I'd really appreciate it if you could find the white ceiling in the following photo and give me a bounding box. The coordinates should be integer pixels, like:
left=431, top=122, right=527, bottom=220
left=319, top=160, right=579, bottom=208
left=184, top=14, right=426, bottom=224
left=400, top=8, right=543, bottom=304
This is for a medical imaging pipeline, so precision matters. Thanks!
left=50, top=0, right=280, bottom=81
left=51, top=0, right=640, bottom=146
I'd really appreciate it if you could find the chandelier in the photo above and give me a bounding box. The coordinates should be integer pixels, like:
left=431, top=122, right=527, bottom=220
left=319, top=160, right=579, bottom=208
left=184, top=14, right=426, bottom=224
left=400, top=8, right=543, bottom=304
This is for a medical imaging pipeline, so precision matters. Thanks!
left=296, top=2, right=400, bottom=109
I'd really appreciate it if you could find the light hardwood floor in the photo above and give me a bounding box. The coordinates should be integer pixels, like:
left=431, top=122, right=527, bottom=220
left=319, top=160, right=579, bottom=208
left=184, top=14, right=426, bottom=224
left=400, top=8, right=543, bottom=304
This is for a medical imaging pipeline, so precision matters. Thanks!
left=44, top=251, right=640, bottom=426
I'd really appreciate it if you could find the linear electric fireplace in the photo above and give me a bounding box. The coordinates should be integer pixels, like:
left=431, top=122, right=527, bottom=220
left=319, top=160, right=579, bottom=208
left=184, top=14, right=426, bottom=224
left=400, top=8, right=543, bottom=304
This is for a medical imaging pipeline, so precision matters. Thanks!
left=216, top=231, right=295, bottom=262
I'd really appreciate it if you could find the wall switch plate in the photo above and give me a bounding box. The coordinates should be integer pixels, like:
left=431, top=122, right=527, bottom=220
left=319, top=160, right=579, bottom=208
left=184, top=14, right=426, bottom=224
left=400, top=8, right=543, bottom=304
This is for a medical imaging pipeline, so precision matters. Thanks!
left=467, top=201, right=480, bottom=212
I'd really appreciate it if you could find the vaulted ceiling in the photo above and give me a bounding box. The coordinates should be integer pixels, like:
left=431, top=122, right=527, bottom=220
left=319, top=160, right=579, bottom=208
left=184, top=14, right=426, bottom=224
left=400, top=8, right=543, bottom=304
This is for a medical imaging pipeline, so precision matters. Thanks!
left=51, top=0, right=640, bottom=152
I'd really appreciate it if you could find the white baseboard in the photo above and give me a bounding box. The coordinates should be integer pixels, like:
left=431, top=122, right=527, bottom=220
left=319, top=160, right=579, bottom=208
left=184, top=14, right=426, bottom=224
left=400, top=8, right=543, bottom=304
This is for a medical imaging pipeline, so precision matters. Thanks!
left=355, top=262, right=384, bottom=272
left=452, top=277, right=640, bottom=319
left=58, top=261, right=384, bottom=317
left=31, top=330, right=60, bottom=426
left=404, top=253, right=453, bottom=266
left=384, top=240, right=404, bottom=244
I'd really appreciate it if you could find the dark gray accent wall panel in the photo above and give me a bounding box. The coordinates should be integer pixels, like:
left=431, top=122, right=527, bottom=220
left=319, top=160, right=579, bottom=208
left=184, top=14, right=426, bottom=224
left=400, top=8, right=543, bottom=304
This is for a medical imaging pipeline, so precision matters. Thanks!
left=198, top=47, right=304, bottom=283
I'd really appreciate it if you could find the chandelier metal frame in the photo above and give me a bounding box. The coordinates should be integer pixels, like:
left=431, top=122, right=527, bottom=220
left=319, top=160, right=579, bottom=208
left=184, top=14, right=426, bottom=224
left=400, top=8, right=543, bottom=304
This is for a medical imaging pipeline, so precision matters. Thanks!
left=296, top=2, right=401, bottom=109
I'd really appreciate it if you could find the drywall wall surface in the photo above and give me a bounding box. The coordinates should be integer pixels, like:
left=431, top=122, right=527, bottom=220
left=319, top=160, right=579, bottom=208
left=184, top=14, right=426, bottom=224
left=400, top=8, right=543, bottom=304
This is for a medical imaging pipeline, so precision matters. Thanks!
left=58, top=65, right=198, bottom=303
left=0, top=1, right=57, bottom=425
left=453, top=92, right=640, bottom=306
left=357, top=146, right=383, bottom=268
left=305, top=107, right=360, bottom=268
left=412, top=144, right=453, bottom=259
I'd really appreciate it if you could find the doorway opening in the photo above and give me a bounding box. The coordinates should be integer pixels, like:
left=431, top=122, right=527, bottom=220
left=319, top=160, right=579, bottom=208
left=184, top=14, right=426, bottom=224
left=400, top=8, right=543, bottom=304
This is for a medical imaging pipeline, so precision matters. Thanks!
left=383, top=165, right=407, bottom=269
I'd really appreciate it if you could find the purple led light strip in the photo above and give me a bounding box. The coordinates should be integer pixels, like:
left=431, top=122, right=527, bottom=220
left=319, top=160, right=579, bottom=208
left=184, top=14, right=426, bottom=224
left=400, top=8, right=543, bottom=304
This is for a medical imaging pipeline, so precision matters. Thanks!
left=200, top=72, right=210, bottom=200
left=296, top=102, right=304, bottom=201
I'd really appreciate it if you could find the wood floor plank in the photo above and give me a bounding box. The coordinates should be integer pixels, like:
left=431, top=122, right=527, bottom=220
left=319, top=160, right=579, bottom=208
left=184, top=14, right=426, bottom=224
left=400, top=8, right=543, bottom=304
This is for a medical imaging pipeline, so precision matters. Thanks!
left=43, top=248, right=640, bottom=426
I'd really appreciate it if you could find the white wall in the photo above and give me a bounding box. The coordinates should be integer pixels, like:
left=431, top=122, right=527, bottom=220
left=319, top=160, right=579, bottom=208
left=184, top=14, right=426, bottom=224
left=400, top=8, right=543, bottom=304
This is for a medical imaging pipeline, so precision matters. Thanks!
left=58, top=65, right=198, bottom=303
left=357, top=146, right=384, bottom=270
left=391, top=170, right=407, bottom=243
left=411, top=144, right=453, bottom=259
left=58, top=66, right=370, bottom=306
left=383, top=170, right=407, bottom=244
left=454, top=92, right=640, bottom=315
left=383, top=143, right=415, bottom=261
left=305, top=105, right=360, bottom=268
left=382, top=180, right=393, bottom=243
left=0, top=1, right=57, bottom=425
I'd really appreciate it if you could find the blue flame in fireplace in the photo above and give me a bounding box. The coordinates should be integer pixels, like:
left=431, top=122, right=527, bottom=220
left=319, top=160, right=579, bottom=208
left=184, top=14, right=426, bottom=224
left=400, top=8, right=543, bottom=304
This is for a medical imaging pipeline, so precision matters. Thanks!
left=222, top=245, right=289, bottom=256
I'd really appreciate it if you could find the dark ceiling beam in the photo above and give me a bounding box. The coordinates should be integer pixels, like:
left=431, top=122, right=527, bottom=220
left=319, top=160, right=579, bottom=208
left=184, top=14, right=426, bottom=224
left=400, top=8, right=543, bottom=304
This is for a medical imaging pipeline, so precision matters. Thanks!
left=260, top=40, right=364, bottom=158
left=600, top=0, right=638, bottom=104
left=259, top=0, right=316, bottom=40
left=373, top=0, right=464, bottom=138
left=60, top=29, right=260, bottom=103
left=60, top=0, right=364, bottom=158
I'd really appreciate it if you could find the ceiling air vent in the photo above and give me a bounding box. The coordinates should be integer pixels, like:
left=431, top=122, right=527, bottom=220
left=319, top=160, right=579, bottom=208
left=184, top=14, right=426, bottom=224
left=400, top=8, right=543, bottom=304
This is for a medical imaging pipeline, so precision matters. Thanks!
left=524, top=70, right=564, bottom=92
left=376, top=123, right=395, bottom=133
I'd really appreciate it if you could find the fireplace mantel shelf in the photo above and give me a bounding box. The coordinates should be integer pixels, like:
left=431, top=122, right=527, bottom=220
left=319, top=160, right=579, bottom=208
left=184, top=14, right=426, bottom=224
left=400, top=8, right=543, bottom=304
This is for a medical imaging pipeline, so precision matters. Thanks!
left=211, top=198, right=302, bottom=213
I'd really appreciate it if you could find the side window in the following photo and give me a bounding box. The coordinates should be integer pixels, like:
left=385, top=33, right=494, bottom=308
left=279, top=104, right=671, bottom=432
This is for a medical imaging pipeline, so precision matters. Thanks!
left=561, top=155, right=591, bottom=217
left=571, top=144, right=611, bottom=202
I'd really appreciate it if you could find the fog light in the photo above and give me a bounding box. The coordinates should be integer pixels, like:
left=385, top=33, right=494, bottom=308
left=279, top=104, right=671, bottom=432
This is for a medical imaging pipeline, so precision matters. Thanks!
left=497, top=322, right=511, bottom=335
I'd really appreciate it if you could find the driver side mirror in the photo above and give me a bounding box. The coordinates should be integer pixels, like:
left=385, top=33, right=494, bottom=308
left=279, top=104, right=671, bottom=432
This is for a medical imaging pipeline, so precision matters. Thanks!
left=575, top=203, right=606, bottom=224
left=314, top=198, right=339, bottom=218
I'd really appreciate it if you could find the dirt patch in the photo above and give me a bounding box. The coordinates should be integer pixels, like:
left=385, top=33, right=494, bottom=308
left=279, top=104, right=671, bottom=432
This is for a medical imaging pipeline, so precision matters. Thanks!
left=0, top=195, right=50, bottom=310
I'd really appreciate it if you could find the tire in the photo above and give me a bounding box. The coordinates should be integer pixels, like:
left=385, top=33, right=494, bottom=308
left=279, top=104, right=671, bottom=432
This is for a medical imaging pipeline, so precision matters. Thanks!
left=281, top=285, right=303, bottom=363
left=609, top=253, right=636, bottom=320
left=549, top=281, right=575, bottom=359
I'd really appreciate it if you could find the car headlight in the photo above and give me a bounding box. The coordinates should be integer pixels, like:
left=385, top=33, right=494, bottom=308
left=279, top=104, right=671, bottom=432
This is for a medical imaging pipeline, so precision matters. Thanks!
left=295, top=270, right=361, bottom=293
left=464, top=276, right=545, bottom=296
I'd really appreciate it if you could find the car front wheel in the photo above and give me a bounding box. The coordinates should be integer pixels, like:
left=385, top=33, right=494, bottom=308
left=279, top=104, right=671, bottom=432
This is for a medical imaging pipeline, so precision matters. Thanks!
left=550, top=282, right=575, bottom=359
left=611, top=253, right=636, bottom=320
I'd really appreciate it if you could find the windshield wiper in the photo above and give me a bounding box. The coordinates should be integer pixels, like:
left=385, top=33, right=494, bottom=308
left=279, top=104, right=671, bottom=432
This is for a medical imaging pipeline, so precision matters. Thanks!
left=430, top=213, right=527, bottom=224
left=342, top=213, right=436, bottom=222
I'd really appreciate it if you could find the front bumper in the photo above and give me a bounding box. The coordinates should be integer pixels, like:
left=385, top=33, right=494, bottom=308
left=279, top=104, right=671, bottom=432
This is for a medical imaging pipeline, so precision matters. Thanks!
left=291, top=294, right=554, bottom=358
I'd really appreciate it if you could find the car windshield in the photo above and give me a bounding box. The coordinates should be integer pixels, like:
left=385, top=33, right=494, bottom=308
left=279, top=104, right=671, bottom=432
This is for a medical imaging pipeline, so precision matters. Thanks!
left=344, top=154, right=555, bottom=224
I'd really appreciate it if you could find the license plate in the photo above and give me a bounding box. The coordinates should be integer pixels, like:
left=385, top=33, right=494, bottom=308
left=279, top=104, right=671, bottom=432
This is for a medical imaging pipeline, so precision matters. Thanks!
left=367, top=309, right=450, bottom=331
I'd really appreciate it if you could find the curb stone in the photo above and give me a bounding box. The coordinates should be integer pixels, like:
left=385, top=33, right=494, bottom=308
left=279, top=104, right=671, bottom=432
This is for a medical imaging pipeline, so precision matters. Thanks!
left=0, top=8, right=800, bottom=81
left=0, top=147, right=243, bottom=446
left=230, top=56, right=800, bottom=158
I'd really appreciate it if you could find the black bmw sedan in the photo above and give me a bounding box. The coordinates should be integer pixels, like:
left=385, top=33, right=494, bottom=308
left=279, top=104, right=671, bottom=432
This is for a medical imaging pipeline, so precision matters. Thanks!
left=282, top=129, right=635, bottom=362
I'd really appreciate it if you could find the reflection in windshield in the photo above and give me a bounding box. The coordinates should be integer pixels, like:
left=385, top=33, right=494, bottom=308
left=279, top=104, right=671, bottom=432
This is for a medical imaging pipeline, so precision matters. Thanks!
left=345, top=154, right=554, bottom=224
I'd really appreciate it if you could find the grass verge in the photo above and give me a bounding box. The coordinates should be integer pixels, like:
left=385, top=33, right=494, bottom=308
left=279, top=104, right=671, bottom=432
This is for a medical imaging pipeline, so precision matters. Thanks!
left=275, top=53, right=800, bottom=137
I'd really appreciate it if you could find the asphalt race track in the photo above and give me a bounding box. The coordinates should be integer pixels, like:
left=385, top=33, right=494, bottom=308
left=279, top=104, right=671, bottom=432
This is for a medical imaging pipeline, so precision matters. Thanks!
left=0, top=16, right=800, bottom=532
++++++++++++++++++++
What to produce:
Write out the data word for word, starting at the line with "I'd really appreciate it if you could find the linear" and going up to and including the line with "left=51, top=0, right=640, bottom=152".

Exercise output:
I'd really appreciate it if you could find the linear electric fireplace in the photo above and give me a bounding box. The coordinates should be integer pixels, like:
left=431, top=122, right=527, bottom=220
left=319, top=160, right=579, bottom=208
left=184, top=14, right=426, bottom=224
left=400, top=8, right=543, bottom=304
This is for a medical imaging pipeline, so precision matters. Thanks!
left=216, top=231, right=295, bottom=262
I'd really appreciate it if you could find the wall switch plate in the photo above and give me a bounding box. The coordinates should be integer pixels, like:
left=431, top=122, right=527, bottom=220
left=319, top=160, right=579, bottom=208
left=184, top=14, right=426, bottom=224
left=400, top=8, right=543, bottom=304
This is for a medical imaging pipeline, so precision matters. Thanks!
left=467, top=201, right=480, bottom=212
I'd really appreciate it if you could find the vaulted ceiling in the photo above and give me a bounding box. The coordinates should be integer pixels, like:
left=431, top=122, right=527, bottom=220
left=319, top=160, right=579, bottom=208
left=184, top=14, right=426, bottom=224
left=400, top=8, right=543, bottom=304
This is for a medical imaging pipeline, so precision matters. Thanks!
left=51, top=0, right=640, bottom=152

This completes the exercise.